--- GOAL OF THE EXERCISE ---
Copy every one of the following items word for word, keeping each line as it stands.
####
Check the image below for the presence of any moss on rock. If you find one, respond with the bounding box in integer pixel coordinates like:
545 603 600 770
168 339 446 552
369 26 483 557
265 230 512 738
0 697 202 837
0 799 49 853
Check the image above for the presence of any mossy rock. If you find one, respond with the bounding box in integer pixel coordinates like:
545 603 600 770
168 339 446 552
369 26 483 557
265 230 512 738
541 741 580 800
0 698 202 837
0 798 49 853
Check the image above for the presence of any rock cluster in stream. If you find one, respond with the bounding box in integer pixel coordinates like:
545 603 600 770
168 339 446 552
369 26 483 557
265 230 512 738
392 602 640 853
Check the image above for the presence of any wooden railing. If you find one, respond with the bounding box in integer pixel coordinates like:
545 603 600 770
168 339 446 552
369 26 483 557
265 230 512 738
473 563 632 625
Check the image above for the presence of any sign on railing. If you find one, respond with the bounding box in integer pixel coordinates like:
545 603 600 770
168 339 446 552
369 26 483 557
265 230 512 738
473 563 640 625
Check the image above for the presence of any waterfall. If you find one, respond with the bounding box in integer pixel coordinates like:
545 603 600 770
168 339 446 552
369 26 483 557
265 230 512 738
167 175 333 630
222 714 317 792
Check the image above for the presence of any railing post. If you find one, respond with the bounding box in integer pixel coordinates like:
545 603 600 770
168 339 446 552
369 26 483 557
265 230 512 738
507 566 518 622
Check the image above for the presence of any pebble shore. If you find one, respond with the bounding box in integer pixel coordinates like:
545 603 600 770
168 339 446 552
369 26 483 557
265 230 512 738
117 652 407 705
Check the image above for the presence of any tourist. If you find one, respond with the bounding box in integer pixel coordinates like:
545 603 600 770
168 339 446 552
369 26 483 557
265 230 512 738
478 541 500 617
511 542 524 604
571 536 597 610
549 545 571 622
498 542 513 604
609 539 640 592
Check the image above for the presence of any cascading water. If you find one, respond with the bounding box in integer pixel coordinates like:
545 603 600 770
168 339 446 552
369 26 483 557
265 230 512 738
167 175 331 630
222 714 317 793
####
--- RESPONSE TO THIS EXERCISE ---
Check the image below for the presence of any moss on rock. If you find one, respond with the bounding box in integer pixel coordinates like:
545 603 600 770
168 339 446 552
369 26 483 557
265 230 512 738
0 697 202 837
0 799 49 853
Check the image above for the presence of any mossy rock. If you find one, respond with the bounding box in integer pixel coordinates like:
545 603 600 770
168 339 446 552
369 26 483 557
265 230 512 738
541 741 580 800
0 698 202 837
0 798 49 853
Check the image above for the presence of any rock cluster in stream. If you find one, respond with the bounding box in integer pixel coordinates like:
545 603 600 770
168 339 446 552
369 26 483 557
265 230 512 738
392 602 640 853
Check the image above for the presence of any wooden railing. If you find one, respond with the bounding box in integer pixel coordinates like:
545 603 600 770
168 339 446 552
369 26 483 557
265 230 512 738
473 563 632 625
Check the image above for the presence of any sign on railing. If you find one, respond with the bounding box in integer pixel coordinates like:
545 603 600 770
168 339 446 552
369 26 483 557
265 230 512 738
473 563 640 625
Check the image above for the presence of any waterfall. If you find one, respond with the bounding box in integer pixel coordinates like:
545 603 600 770
168 339 446 552
369 26 483 557
265 230 512 738
167 175 333 630
222 714 317 792
Check the image above for the presence of any railing post. If you find one, respond with the bounding box in integer pixel coordinates like:
545 603 600 770
168 339 446 552
369 26 483 557
265 230 512 738
507 566 518 622
Check the image above for the presence of any pebble shore. If you find one, respond with the bounding box in integer pixel coordinates like:
545 603 600 770
168 339 446 552
369 26 483 557
265 230 512 738
117 652 407 705
Check the image above for the presence of any tourist. If you find one, respond with the bounding box in integer pixel coordinates like:
545 603 600 770
168 339 446 552
369 26 483 557
265 230 512 738
478 541 500 617
511 542 524 604
571 536 597 610
549 545 571 622
498 542 513 604
609 539 640 592
Check the image above for the presence of any cascading water. If you find one, respond with the bounding box in integer pixel coordinates like:
545 603 600 770
168 339 446 552
369 26 483 557
265 230 512 738
167 175 331 630
222 714 317 793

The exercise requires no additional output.